## [FRAGMENT TEKSTU]
# # # #
Wczoraj mój wujek sprawdzał(przednią zawiechę, ale nic sie z nią nie działo) lanocha, lecz wersje made in korea

. W ogóle inna bajka niz te wyprodukowane w Polsce. Lepsza jakość, wypas : 2 airbagi, el. szyby przód, el. lusterko, el. antena, wspomaganie, koła 14tki i jeszcze inne o ktorych zapomnialem... A no i to dzyń dzyń jak w amerykańcach, kiedy nie wyłączy sie swiateł, czy zostawi auto na zapłonie
![[zlosnik]](./images/smilies/zlosnik.gif)
Ale przede wszystkim jakość wykonania przebija o niebo czy dwa modele zrobione w Polsce. Rocznik 98, 130tys rzeczywistego przebiegu, nie bity(kiedyś tam błotnik zarysowany był, ale gośc jest dyrektorem/prezesem PZU na Częstochowe
![[zlosnik]](./images/smilies/zlosnik.gif)
# # # #
## [PODANE REKORDY]
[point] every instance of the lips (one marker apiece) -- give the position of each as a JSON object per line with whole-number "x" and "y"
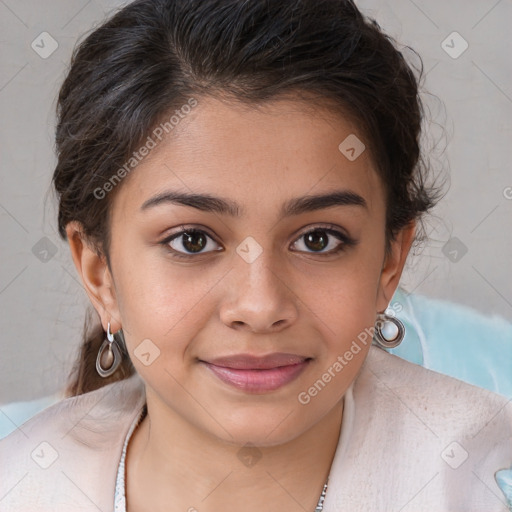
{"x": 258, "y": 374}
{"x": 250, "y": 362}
# # # #
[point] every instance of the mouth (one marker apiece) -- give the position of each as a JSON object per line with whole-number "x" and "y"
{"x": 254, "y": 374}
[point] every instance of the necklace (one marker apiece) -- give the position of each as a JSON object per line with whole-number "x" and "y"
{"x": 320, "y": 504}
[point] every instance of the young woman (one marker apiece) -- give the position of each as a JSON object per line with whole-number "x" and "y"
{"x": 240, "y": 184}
# # # #
## [TREŚĆ ZADANIA]
Jaki rocznik i jaki rzeczywisty przebieg ma lanos opisany we fragmencie tekstu? Do odpowiedzi wykorzystaj wyłącznie fragment tekstu.

## [ODPOWIEDŹ]
Rocznik 98 i 130 tys. rzeczywistego przebiegu.